Source text:

————————

How Capital Protected Annuities Work

Posted on Saturday, July 17th, 2010 in Value Protection

Capital protected annuities work by returning the unpaid annuity income should the annuitant die before age 75. There is a tax charge of 35% which is taken from the unpaid income.

When you give your pension fund to an annuity provider you exchange it for an annuity. When you die if you have not bought some kind of protection then your annuity dies with you.

What Annuity Capital Protection Options are there?

When you purchase your annuity shape you can build in a continuing pension to a spouse or civil partner, you can purchase this up to a maximum of 100% of the annuity income. This option can be quite expensive and therefore lowers the amount of initial income quite considerably.

Another option you can purchase is a guaranteed payment period, this can normally be purchased for a maximum of 10 years. Guaranteed payment period works by simply continuing to pay the income for the remaining term after death. An example: if annuity income was £6,000 per annum and the annuitant purchased a 10 year guarantee payment period and subsequently died after 6 years then the annuity income of £6,000 would be paid for a further 4 years. Purchasing a guarantee period is relatively inexpensive and should considered in most cases.

A third option to capital protect annuities is called ‘Value Protection‘ and works by returning any unpaid income less a 35% tax charge. It can be written into an annuity contract on a single life, joint life first death or joint life second death basis. Example: 65 year old male make an annuity purchase using value protection with £100,000 and has an income of £6,000 per annum. He dies after 5 years having taken income of £30,000 from the annuity. The unpaid amount from his annuity is £70,000 which can be paid out less a 35% tax charge of £24,500 therefore his estate receive £45,500.

It is very important to consider capital protecting your annuity in one way or another as otherwise your annuity will die with you.

This is filed under: Value Protection
Added on Jul 17, 2010 by admin | Comments 0

Annuity Value Protection

Posted on Friday, October 2nd, 2009 in Annuity Rates

Value Protection addresses head-on the concerns of those who believe an annuity could represent poor value if they were to die relatively young.  It effectively creates a ‘win-win’ situation, because even if you don’t make it to age 75, you will at least be assured that either you or your dependants will have benefitted significantly from the pension fund accrued.

————————

Records shown:
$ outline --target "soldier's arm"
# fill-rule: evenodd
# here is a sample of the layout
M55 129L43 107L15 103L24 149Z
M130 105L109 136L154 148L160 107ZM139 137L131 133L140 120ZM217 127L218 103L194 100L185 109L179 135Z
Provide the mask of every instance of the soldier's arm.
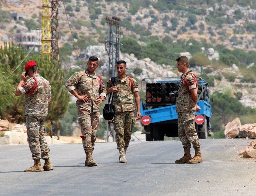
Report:
M75 96L78 99L79 99L79 100L83 100L84 102L88 102L89 101L89 97L87 95L79 95L75 89L71 90L69 91L69 92L74 96Z
M190 92L191 92L191 96L192 97L192 100L193 100L193 101L194 102L194 103L196 104L196 112L198 112L200 110L200 108L199 106L197 105L197 99L198 97L197 95L197 89L193 88L191 89Z
M108 95L110 92L117 92L117 87L116 86L112 86L112 83L111 79L109 80L107 83L107 95Z
M193 101L194 102L196 105L197 104L197 89L196 88L193 88L190 89L191 92L191 96L192 97Z
M16 91L15 91L16 96L19 96L22 94L22 92L21 91L21 90L22 90L22 89L20 89L20 88L21 87L22 84L23 84L24 82L24 81L26 80L27 78L28 78L28 76L26 77L25 76L25 72L23 72L22 73L21 75L20 81L16 88ZM24 89L23 90L23 91L24 91Z
M101 84L101 89L99 92L100 93L100 99L102 98L103 99L105 99L107 97L107 91L106 90L105 85L103 81Z
M141 98L139 97L139 92L136 91L133 93L134 97L135 99L135 103L137 107L137 120L139 120L141 118Z
M78 99L83 100L84 102L87 102L89 100L89 97L86 95L79 95L76 92L75 85L78 83L79 81L79 76L77 73L72 76L67 81L65 86L68 91Z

————————

Complete the following:
(A) Reproduce a passage from the annuity text word for word: begin at the words "What Annuity Capital" and stop after "income quite considerably.".
(B) List every distinct amount in pounds sterling that appears in the annuity text, each one only once.
(C) Pick up the annuity text after its final sentence and keep writing in the same vein.

Answers per task:
(A)
What Annuity Capital Protection Options are there?

When you purchase your annuity shape you can build in a continuing pension to a spouse or civil partner, you can purchase this up to a maximum of 100% of the annuity income. This option can be quite expensive and therefore lowers the amount of initial income quite considerably.

(B)
£6,000
£100,000
£30,000
£70,000
£24,500
£45,500

(C)
How Value Protection Works

A lump sum may become payable from your annuity in the event that you die before reaching age 75.

The maximum lump sum payable under Value Protection is the initial annuity purchase price, less the sum of the income paid from the annuity.  Any Value Protection lump sum payable will be taxed at source at a rate of 35%.

Please note that the Value Protection option must be selected when you purchase your annuity it cannot be added later.

A dependant’s annuity may also be paid.  In this case, any Value Protection lump sum will be paid on the 2nd death, and will take into account the total amount of income paid to both the annuitant and the dependant.

The Value Protection options

Full Value Protection

Full Value Protection gives you the opportunity of providing a lump sum for your beneficiaries, if you die before reaching age 75, equal to the initial annuity purchase price, less the total amount of income paid.  If you die after reaching age 75, no lump sum will be payable.

Partial Value Protection

Partial Value Protection operates in a similar manner to full Value Protection.

However, instead of protecting the full value of the initial annuity purchase price, you may select to protect a proportion of it. In this case, the lump sum payable will be the proportion of the initial annuity purchase price protected, less the total amount of income paid.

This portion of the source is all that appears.